(Fragmento):
──────────────────────────────
En todas las artes se produjo el mismo fenómeno de producir y preocuparse más por la cantidad que la calidad. Pero en el fondo el asunto es más una cuestión de convertir el “arte” en una máquina de hacer dinero. Así se definió el Arte de la Artesanía.

Hollywood frenó la filmación de Serge Eisenstein porque era muy larga. A Buster Keaton le mataron la creatividad para ponerlo a hacer cortos de media hora y, como los “3 Chiflados” (3 stooges), una producción sin parar, de disparates caricaturescos sin pie y menos cabeza.

En la pintura igual, Picasso fabricaba un paquetón de obras por semana inspiradas más que por el deseo de plasmar la belleza y la sublimidad del color y las formas, cumplir con los cientos de pedidos que aumentaban. Su formación de buen pintor y su espíritu creador lo llevó a experimentar otras cosas que rompían con la línea gráfica conocida. El mejor ejemplo es el Guernica, que lo presenta como un pintor comprometido con la paz, aunque los franquistas digan que es un homenaje a un torero.

En música ya no basta con aprenderse tres acordes para hacer una nueva banda y una edición que nadie distingue del ruido.

Los pintores contemporáneos, no los actuales, sino los que pertenecen o se identifican con el “arte contemporáneo”, sustituyeron la pasión por el arte para dedicarse a multiplicar las “colecciones” donde abundan, desde funditas de papas fritas, carros partidos, ramas de árboles, vómitos, mierda enlatada… motivados por la “fama” y el dinero fácil. Los “coleccionistas” o inversionistas en la rama, como los inversionistas en inmobiliaria, actúan como los narcos en la música urbana.

En literatura, algunos obreros de la pluma se plegaron al gusto de editores que portaban un buen olfato del comercio con sus ganancias y las debilidades de los mortales comunes. La libertad de creación, sin presión de nadie, es un factor importante para la calidad como lo señala Irving Wallace cuando hablaba en “el caballero de los domingos” sobre su propia obra cuando era empleado de periódicos y revistas y cuando era libre. El oficio de escritor no siempre fue lucrativo por lo que en Francia se habló, desde Balzac y Alexandre Dumas, de “el negro”, el escritor anónimo que hace el trabajo de la palabra tallada que se requiere, pero firmada por el famoso.

Carlos Ruiz Zafón narra, en el primer tomo, en la saga de “el cementerio de los libros olvidados”, cómo dos socios le sacaban el jugo al escritor David Martin con novelitas policíacas facilitonas,
En nuestro medio proliferó la novelita de vaquero y las empalagosas historias de amor de María del Socorro Tellado López, mejor conocida como Corín Tellado, que le sirvieron de modelo a argentinos y mexicanos para multiplicar, en la televisión y hasta el hartazgo, los dramas que narraban los caprichitos de las niñas y señoritos de Don Fulano de Tal.
──────────────────────────────
(Solicitud A):
Actualiza todo el listado cambiando "For this part of the lesson" por "For this step of the lesson" y deja lo demás sin modificar.

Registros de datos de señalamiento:
──────────────────────────────
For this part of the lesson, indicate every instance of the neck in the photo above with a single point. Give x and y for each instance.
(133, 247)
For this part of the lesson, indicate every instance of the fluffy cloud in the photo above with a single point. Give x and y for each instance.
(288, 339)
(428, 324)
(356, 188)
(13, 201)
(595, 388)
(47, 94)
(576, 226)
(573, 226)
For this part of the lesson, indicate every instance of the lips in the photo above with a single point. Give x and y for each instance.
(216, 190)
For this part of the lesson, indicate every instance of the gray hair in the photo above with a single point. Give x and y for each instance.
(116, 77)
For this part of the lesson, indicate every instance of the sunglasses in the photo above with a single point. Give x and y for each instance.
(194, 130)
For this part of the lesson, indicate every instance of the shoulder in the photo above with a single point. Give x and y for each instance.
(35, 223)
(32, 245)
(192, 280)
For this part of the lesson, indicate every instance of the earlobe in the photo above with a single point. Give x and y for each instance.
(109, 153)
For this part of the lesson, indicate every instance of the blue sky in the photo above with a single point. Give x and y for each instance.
──────────────────────────────
(Solicitud B):
Continúa, por favor, el texto sobre la comercialización del arte a partir de su última oración.

(Respuesta escrita A):
For this step of the lesson, indicate every instance of the neck in the photo above with a single point. Give x and y for each instance.
(133, 247)
For this step of the lesson, indicate every instance of the fluffy cloud in the photo above with a single point. Give x and y for each instance.
(288, 339)
(428, 324)
(356, 188)
(13, 201)
(595, 388)
(47, 94)
(576, 226)
(573, 226)
For this step of the lesson, indicate every instance of the lips in the photo above with a single point. Give x and y for each instance.
(216, 190)
For this step of the lesson, indicate every instance of the gray hair in the photo above with a single point. Give x and y for each instance.
(116, 77)
For this step of the lesson, indicate every instance of the sunglasses in the photo above with a single point. Give x and y for each instance.
(194, 130)
For this step of the lesson, indicate every instance of the shoulder in the photo above with a single point. Give x and y for each instance.
(35, 223)
(32, 245)
(192, 280)
For this step of the lesson, indicate every instance of the earlobe in the photo above with a single point. Give x and y for each instance.
(109, 153)
For this step of the lesson, indicate every instance of the blue sky in the photo above with a single point. Give x and y for each instance.

(Respuesta escrita B):
Fueron muchísimos los que se dedicaron a producir una novelita por semana de 100 páginas para un formato cómodo y que cabía en un bolsillo.

De todos ellos se destacó Marcial Lafuente Estefanía, verdadera maquinaria de fabricación de cuentecitos de vaqueros.

La pasión de Marcial no era la misma de Frederick Remington ni de Charles Russels, aquellos dos pintores norteamericanos que dedicaron su vida a recrear paisajes del “far west”, apasionados del color y el impresionismo naciente.

Y uno se preguntaba, pero ¿qué hace un español escribiendo novelas de vaqueros?

Resulta que el padre de Marcial, Don Federico, además de abogado, era un aficionado de la lectura y la escritura como lo demuestra su obra sobre el Quijote, quizás para continuar con las andanzas de la imaginación de Cervantes. Y quizás por eso se ha querido decir que la formación literaria de su hijo Marcial tuvo tanta influencia que las obras de teatro de “El Siglo de Oro” de las letras españolas fueron adaptadas a vaqueradas. Lo más probable es que dichas afirmaciones vinieran de la maquinaria de publicidad de sus editoriales para darle una categoría de literatura de grandes “vuelos”. Pero no. Es muy fácil saber las fuentes de Lafuente Estefanía. Veamos:

En 1936, cuando la crueldad se tiñó de rebeldía y agrupó a lo más atrasado que tenía España en La Falange con Franco y el nazismo a la cabeza, Lafuente tenía 33 años y era general de La República del honor, la dignidad y la vergüenza. El dominio de la oscuridad que reinaba en la Península Ibérica a partir del 39 arrasó con la juventud de ideas patrióticas y civilizadas, y muy pocos salieron con vida de los calabozos y mazmorras que el nazismo había impuesto a la fuerza bruta y sin razón.

Aunque Lafuente era ingeniero industrial, no podía ejercer por su pasado militante republicano. Para Marcial fue importante y determinante su viaje a “América” entre 1928 y 1931. Su deambular lo llevó por California, Arizona, Nuevo México y Texas que todavía seguían impregnados con el espíritu y filosofía del vaquero del oeste americano y la Ley del Colt.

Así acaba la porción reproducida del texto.